_OBJETIVO DA TAREFA_
Quais linhas dos itens abaixo contêm a palavra "glacier"? Liste-as, copiando cada uma na íntegra.

:: EXTRATO DE DADOS ::

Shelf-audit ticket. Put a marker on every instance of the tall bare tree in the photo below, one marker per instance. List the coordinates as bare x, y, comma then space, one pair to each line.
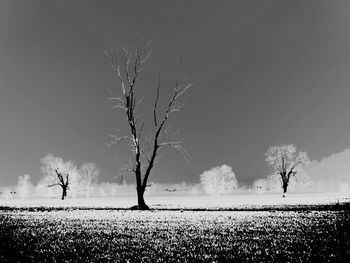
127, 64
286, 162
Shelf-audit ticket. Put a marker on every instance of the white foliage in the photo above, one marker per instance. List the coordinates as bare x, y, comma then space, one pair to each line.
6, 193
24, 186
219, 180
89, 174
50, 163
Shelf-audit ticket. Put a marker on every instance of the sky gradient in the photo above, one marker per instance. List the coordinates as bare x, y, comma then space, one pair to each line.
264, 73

:::
:: EXTRATO DE DADOS ::

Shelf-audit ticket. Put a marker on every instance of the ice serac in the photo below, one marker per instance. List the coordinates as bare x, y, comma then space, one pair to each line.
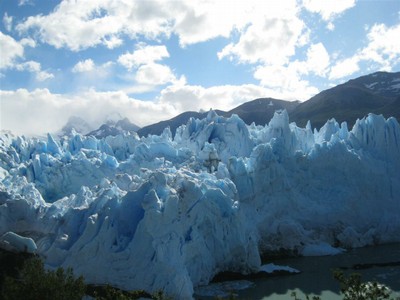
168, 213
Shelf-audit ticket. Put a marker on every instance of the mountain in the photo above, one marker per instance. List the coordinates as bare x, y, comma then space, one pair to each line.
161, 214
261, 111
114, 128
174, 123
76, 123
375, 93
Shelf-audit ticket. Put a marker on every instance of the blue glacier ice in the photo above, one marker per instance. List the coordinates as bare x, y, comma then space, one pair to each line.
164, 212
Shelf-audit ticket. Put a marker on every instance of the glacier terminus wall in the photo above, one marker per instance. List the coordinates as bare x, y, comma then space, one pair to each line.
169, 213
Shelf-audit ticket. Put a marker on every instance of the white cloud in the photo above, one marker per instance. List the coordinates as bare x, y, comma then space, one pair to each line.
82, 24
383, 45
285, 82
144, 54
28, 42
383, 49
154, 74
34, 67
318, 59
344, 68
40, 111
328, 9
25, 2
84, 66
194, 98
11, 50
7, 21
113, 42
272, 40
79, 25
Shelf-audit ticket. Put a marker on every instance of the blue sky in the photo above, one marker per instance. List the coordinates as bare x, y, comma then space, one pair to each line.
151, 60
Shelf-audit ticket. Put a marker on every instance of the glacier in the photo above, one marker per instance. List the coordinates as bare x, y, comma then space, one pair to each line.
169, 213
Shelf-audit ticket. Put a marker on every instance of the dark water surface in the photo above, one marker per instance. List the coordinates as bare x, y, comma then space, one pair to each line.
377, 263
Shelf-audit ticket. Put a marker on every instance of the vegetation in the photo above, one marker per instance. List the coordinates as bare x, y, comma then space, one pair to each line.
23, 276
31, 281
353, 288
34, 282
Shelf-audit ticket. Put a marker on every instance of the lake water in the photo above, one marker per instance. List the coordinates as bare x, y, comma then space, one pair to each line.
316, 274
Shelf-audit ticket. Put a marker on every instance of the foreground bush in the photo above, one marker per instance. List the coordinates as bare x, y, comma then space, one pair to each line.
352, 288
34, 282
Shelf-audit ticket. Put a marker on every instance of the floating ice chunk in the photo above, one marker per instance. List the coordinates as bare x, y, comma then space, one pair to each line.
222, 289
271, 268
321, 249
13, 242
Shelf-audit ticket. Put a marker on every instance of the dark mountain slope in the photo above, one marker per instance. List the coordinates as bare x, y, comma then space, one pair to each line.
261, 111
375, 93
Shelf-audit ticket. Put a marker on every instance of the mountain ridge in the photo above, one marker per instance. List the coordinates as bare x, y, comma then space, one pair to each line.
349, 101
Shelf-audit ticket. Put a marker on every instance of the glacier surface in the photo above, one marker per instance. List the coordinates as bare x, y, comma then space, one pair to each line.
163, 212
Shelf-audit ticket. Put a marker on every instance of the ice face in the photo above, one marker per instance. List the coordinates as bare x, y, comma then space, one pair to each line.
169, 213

:::

_RESPOSTA À TAREFA_
Shelf-audit ticket. Put a marker on every instance of the blue glacier ice in the photo above, one marker per instance. List the coordinates as bare x, y, comma then space, one pair to each line.
Shelf-audit ticket. Put a marker on every instance of the glacier terminus wall in the photo above, one marker per instance. List the coordinates as bare x, y, comma then space, one pair to each line.
Shelf-audit ticket. Put a marker on every instance of the glacier in the photo above, one marker per instance. List the coordinates as bare x, y, comma then space, one pair to each line.
Shelf-audit ticket. Put a marker on every instance of the glacier surface in the photo above, one marker per instance. List the coordinates as bare x, y, comma then space, one pair to each line.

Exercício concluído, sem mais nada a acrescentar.